Required task – Filter the material below and copy out every line that contains the string "cushion".
[Start Record list]
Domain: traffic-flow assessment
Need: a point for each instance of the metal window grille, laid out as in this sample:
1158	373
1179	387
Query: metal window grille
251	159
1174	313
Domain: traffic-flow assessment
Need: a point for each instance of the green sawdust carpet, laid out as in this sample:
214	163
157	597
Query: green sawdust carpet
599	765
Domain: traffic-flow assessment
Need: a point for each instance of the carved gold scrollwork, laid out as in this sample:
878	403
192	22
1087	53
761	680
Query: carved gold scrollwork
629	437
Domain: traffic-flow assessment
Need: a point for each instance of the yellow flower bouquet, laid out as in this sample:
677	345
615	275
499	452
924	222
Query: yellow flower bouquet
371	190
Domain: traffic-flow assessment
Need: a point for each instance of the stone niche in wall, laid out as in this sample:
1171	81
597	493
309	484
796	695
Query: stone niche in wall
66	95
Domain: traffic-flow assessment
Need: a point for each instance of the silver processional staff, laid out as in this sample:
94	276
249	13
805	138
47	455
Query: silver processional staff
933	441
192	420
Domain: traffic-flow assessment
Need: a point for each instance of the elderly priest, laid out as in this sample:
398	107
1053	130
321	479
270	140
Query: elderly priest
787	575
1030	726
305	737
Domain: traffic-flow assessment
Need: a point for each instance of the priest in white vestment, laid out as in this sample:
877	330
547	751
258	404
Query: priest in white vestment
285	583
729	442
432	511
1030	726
[End Record list]
[Start Record list]
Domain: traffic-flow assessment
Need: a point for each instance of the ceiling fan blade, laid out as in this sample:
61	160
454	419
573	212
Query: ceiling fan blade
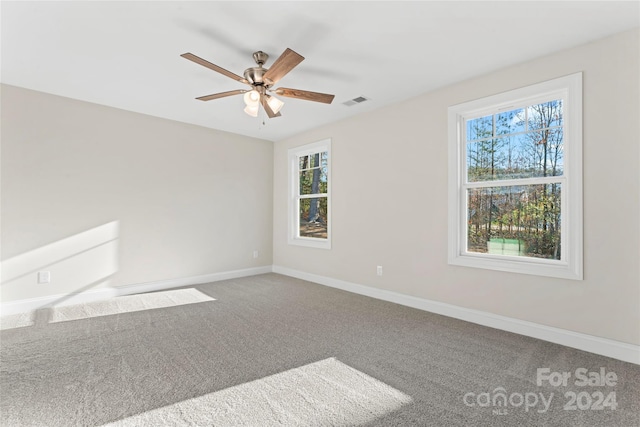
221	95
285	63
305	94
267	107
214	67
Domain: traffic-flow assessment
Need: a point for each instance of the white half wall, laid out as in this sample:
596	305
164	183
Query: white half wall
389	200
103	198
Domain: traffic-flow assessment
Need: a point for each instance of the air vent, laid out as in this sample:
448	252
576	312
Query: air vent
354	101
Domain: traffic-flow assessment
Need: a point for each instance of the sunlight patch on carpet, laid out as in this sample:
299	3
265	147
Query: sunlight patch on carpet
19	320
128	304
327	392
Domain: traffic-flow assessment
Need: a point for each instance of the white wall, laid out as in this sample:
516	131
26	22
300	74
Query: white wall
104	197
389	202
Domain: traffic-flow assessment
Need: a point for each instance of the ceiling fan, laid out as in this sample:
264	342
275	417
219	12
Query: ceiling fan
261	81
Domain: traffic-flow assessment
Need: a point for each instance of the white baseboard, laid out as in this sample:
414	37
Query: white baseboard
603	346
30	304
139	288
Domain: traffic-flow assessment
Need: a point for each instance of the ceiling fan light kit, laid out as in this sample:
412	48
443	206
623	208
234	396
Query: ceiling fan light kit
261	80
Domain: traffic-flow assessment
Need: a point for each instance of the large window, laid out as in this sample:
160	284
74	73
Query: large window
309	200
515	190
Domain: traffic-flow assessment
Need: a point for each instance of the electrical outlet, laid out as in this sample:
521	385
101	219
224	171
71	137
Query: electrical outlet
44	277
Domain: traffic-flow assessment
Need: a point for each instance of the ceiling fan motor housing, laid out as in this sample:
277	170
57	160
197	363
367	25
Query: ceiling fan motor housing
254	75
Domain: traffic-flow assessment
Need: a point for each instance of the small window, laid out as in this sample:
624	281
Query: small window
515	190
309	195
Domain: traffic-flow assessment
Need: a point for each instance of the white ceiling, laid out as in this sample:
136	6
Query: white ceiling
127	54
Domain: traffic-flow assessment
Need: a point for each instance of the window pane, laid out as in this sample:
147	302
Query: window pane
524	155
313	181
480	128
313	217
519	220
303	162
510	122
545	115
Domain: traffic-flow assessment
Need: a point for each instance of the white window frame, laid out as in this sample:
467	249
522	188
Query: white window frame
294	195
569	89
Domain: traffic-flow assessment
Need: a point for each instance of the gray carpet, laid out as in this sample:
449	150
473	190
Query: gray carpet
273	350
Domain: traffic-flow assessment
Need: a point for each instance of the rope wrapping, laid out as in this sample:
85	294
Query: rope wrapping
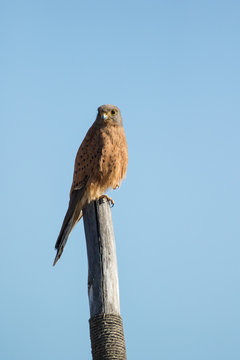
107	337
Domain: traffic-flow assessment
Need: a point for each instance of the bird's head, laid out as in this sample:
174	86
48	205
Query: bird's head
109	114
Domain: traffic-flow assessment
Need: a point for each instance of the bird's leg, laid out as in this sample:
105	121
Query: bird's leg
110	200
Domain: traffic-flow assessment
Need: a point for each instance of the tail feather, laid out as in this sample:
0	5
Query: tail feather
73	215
[End Record list]
[Start Record list]
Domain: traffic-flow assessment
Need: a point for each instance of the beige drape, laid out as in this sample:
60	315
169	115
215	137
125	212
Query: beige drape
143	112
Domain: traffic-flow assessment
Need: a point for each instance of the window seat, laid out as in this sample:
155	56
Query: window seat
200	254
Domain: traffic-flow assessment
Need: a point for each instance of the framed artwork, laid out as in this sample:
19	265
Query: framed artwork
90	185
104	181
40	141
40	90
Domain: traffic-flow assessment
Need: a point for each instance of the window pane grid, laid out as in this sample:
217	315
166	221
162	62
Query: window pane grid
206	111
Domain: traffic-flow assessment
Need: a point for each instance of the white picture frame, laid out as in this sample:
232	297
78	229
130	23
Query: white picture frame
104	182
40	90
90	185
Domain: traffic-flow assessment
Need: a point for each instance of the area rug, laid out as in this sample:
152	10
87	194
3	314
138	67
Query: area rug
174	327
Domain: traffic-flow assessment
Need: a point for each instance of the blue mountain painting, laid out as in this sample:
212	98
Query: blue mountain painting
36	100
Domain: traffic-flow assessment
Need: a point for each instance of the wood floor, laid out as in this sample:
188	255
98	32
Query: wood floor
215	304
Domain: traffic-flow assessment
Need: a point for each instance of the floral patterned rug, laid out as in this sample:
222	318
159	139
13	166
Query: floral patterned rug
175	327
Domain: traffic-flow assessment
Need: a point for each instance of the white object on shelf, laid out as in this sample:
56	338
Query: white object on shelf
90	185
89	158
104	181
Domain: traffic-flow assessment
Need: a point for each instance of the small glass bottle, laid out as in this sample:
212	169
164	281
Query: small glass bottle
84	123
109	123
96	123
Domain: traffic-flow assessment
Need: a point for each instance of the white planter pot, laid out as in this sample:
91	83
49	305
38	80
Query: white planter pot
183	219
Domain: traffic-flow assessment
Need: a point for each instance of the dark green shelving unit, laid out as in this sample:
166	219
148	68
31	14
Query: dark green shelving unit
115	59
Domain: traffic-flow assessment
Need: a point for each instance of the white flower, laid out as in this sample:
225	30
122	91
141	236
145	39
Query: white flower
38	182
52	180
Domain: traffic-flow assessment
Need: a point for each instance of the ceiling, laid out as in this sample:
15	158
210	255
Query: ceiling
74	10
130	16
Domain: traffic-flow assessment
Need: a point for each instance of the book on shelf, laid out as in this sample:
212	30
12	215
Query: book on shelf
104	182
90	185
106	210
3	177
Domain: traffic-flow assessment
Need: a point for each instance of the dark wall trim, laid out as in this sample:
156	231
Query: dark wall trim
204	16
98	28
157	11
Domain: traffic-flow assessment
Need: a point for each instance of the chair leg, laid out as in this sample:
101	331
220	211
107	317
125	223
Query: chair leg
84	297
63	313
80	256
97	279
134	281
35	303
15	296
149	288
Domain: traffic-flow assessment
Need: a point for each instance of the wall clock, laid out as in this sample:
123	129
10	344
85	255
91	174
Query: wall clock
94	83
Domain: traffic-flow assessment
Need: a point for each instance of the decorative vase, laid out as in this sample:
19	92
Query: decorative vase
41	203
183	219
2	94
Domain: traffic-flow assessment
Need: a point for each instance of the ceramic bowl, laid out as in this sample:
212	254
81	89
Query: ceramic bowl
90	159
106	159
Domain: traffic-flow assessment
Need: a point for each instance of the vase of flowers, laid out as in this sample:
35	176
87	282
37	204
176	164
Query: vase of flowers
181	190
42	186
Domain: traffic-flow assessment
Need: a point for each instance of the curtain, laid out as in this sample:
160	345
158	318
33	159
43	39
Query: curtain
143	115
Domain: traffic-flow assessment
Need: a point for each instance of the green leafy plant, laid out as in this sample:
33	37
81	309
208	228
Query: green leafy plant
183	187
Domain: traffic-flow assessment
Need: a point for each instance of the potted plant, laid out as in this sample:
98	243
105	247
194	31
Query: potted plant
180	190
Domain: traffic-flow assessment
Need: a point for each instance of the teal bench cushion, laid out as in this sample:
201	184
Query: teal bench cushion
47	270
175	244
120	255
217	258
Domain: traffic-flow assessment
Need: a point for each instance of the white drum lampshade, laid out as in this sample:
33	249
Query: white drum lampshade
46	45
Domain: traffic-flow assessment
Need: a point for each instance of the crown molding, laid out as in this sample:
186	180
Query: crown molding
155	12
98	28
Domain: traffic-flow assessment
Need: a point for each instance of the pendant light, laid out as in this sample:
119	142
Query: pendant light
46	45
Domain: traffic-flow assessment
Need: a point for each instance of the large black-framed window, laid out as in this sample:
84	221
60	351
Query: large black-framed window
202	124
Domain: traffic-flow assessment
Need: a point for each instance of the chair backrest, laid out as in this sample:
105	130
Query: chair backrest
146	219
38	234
[End Record list]
Answer –
Need: a point for each instance of the teal bench cushion, laid out as in this sample:
Query: teal bench cushion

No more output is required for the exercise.